== Data to process ==
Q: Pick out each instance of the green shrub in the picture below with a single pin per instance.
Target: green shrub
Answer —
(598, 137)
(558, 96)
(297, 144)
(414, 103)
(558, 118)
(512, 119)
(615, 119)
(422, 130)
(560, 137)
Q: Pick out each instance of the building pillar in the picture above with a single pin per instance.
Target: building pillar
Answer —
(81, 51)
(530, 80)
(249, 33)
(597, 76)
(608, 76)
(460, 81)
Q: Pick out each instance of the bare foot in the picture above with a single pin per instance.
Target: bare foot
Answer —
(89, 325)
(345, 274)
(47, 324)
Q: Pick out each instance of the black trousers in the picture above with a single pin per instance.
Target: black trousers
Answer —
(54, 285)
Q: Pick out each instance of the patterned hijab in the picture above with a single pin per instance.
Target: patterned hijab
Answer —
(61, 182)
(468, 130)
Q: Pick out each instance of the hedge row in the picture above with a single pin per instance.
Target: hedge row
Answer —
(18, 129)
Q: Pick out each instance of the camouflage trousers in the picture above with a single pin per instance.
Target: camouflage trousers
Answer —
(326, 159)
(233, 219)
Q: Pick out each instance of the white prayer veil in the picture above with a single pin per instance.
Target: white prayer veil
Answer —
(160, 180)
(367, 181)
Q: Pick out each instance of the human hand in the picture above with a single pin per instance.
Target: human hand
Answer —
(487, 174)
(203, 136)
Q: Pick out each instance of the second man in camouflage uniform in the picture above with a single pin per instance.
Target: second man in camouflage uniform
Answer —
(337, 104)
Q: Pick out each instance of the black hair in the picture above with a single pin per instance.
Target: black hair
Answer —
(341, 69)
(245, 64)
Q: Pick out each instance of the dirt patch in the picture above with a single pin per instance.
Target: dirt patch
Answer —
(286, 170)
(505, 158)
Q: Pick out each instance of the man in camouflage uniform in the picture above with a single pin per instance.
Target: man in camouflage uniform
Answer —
===
What you need to do: Nothing should be left out: return all of the records exactly.

Written reply:
Q: Pick out each instance of the green shrub in the picture below with a single pin per instance.
Target: green shrub
Answer —
(598, 137)
(558, 96)
(297, 144)
(414, 103)
(558, 118)
(512, 119)
(615, 119)
(422, 130)
(560, 137)
Q: Pick out each instance of the building pillar in the picture above with a single pin per instance.
Target: building pillar
Answer —
(81, 51)
(530, 80)
(249, 33)
(597, 76)
(608, 76)
(460, 81)
Q: Pick out each instance of the bare foot in the picture above with a single pin per instance.
Target: bare foot
Answer —
(89, 325)
(345, 274)
(47, 324)
Q: Pick out each instance of the black trousers in the picture above with a single pin per instance.
Target: black trousers
Answer —
(54, 285)
Q: Pick out each instance of the patterned hijab in the picture above with a single pin per instance.
Target: patterned hijab
Answer —
(61, 182)
(468, 130)
Q: Pick out each instance of the hedge row in the picture above with a single pin per instance.
Target: hedge row
Answer —
(18, 129)
Q: Pick out each instance of the camouflage trousers in the picture above with a single pin per instance.
Target: camouflage trousers
Answer —
(326, 159)
(233, 219)
Q: Pick out each instance of the white prayer veil in the picture above with a single pin per instance.
Target: white prayer veil
Answer —
(160, 180)
(367, 181)
Q: Pick out each instance of the human hand in the picture above with a single pin per instance.
Target: human hand
Answer —
(487, 174)
(203, 136)
Q: Pick out each instance of the second man in camouflage uniform in the picture above with a single pin per instance.
Target: second man in camouflage uniform
Answer —
(337, 104)
Q: Pick out each instance of the black hair in the picture above with a single pin per instance.
Target: black hair
Answer —
(341, 69)
(245, 64)
Q: Pick out each instance of the dirt patch in the picture above with a single pin per instance.
Target: dirt patch
Answer —
(286, 170)
(505, 158)
Q: Pick out each instance of the man in camouflage uniform in the picture above with a single pin per instance.
Target: man in camouflage uniform
Answer —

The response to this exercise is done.